Tausche in allen Einträgen „cactus skin texture“ gegen „cactus surface texture“ aus. Gib die Zeilen ansonsten unverändert wieder.

**Daten zur Koordinatenbeschriftung**
* * * * *

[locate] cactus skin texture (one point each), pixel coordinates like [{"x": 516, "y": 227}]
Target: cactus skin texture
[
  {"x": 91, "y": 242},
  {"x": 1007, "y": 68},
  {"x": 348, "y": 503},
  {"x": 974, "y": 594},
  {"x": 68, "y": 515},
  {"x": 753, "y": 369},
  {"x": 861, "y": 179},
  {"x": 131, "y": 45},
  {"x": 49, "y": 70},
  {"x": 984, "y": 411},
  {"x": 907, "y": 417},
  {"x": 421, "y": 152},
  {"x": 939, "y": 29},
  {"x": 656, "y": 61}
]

* * * * *

**Ergebnis der Aufgabe**
[locate] cactus surface texture (one point each), pixel coordinates like [{"x": 516, "y": 227}]
Target: cactus surface texture
[
  {"x": 91, "y": 242},
  {"x": 1007, "y": 68},
  {"x": 348, "y": 503},
  {"x": 974, "y": 594},
  {"x": 68, "y": 515},
  {"x": 753, "y": 369},
  {"x": 861, "y": 179},
  {"x": 131, "y": 45},
  {"x": 49, "y": 70},
  {"x": 984, "y": 411},
  {"x": 907, "y": 417},
  {"x": 421, "y": 152},
  {"x": 939, "y": 29},
  {"x": 656, "y": 61}
]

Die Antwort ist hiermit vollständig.